- _Provided text_
*** Begin section ***

Statistics and Data Analysis: Overall: use R. Its has the largest ecosystem of statistical packages.
For Bayesian modeling, Stan has bindings for everything, but it’s easiest to use from R, and the rest of the toolkit (brms, loo, bayesplot, etc) doesn’t have an equivalent outside of R. Turing.jl and PyMC3 are substantially slower, and Numpyro is less mature (although it can be faster on a GPU).
For visualization, R has ggplot2 and ggpairs, Julia has AlgebraOfGraphics and Python has Seaborn. They’re all about as good as each other.
The data manipulation, R has the tidyverse, Python has polars and Julia has Dataframes.jl. I actually find Dataframes.jl to be the nicest of the bunch (with DataframesMeta). Polars makes you learn a whole separate DSL instead of using the base language, and the rest of the Python ecosystem uses Pandas, so you constantly have to convert back and forth. Pandas itself its a nonstarter - generally slow, verbose, and hard to use.

*** End section ***

(Stored entries)
*** Begin section ***

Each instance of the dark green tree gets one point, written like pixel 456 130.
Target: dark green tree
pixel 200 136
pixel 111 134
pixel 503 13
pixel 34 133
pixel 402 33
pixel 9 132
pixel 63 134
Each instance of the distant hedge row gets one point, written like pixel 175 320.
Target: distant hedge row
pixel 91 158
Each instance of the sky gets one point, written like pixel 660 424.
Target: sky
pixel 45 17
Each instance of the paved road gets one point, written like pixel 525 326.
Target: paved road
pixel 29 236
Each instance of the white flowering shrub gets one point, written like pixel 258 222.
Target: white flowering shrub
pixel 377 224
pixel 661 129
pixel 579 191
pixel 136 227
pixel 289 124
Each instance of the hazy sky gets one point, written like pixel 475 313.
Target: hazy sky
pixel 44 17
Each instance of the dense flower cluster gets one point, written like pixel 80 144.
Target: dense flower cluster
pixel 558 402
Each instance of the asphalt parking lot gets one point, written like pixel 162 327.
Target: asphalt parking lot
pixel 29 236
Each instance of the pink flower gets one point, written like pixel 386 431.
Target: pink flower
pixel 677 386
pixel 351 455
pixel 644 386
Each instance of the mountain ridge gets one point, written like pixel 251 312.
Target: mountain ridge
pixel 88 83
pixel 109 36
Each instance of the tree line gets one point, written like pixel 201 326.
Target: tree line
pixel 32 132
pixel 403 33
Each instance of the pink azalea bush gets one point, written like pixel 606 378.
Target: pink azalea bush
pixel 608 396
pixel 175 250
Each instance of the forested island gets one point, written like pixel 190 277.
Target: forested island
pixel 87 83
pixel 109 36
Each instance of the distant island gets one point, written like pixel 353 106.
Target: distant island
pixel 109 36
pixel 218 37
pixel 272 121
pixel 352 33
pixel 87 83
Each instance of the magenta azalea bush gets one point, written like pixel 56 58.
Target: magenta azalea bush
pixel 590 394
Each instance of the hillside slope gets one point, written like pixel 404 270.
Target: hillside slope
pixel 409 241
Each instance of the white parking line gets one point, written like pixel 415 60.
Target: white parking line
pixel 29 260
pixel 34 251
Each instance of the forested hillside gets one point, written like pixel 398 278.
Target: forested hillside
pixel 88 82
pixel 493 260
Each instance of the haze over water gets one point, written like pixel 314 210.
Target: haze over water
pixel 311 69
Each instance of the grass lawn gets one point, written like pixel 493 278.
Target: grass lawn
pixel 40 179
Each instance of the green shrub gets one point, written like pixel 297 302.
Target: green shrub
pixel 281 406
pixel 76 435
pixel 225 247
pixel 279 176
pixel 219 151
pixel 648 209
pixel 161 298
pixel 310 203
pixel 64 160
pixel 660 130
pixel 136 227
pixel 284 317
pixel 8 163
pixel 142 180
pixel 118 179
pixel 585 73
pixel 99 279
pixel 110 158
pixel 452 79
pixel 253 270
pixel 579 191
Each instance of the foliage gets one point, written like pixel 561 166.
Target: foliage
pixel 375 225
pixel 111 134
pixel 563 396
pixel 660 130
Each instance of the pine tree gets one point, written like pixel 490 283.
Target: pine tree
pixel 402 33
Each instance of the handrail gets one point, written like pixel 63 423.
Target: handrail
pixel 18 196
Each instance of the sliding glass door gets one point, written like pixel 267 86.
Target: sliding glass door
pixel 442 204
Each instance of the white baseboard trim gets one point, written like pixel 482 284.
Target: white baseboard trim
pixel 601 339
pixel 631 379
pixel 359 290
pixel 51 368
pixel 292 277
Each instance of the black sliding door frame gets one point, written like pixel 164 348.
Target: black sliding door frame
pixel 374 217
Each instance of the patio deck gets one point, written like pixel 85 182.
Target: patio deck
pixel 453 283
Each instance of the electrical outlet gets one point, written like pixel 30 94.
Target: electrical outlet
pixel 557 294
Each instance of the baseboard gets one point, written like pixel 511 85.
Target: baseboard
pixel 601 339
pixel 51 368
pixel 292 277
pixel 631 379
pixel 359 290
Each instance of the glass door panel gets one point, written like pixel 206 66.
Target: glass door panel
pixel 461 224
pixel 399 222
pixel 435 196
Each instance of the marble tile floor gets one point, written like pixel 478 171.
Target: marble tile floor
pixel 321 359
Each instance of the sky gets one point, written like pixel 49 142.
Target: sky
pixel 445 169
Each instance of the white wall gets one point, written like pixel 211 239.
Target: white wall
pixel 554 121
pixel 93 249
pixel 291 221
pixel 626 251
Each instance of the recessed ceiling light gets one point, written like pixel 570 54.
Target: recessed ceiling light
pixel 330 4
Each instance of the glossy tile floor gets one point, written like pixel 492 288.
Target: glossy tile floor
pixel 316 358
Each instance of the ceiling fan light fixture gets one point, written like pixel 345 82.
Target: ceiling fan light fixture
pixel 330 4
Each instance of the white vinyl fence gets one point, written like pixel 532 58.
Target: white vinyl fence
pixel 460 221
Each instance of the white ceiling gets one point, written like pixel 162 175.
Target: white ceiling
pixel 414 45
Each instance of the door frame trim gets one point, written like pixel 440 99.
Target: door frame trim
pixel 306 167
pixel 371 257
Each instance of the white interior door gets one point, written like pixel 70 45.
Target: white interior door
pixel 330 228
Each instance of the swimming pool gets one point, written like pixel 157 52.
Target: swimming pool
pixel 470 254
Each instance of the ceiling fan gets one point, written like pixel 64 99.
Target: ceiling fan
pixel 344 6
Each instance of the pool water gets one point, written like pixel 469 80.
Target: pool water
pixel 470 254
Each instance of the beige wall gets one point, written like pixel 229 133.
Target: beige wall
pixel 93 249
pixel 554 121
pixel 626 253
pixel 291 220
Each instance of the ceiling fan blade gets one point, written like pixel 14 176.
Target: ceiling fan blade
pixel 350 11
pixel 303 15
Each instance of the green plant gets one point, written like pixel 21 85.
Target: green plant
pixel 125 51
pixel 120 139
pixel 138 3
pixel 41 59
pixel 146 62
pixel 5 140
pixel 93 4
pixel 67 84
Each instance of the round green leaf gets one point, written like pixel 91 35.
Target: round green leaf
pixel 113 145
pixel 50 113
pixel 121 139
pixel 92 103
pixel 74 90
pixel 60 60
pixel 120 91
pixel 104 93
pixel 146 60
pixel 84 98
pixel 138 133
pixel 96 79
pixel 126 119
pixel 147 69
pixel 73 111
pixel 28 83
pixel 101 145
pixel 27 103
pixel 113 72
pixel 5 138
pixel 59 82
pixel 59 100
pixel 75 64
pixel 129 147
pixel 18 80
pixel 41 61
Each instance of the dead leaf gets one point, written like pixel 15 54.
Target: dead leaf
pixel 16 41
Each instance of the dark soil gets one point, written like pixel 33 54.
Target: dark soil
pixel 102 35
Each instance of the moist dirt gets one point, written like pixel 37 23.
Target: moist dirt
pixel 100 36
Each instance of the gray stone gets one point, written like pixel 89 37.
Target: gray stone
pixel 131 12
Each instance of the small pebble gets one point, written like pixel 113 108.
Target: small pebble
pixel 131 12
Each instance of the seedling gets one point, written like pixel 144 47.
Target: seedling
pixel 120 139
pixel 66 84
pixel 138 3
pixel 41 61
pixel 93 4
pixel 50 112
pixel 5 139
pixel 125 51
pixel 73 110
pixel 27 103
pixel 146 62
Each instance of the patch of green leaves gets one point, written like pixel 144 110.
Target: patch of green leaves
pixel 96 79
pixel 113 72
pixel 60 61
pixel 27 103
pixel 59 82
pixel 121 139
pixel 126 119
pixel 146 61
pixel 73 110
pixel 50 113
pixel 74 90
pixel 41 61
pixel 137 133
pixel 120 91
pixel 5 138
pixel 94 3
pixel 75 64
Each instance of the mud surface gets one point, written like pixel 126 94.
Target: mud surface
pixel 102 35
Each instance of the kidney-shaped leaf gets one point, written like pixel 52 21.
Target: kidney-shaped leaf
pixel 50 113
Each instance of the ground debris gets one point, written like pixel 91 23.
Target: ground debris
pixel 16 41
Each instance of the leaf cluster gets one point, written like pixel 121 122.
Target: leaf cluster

*** End section ***

- _Work task A_
Which Python library does the statistics post call generally slow, verbose, and hard to use?
- _Work task B_
Summarize the statistics post in two sentences.
Rely only on the statistics post.

- _Reply A_
Pandas.

- _Reply B_
The statistics post recommends R overall for its large ecosystem of statistical packages and says Stan is easiest to use from R, where tools like brms, loo, and bayesplot have no equivalent elsewhere. It rates the visualization options in R, Julia, and Python as about equally good, and for data manipulation it prefers Julia's Dataframes.jl while faulting Polars for its separate DSL and Pandas for being slow, verbose, and hard to use.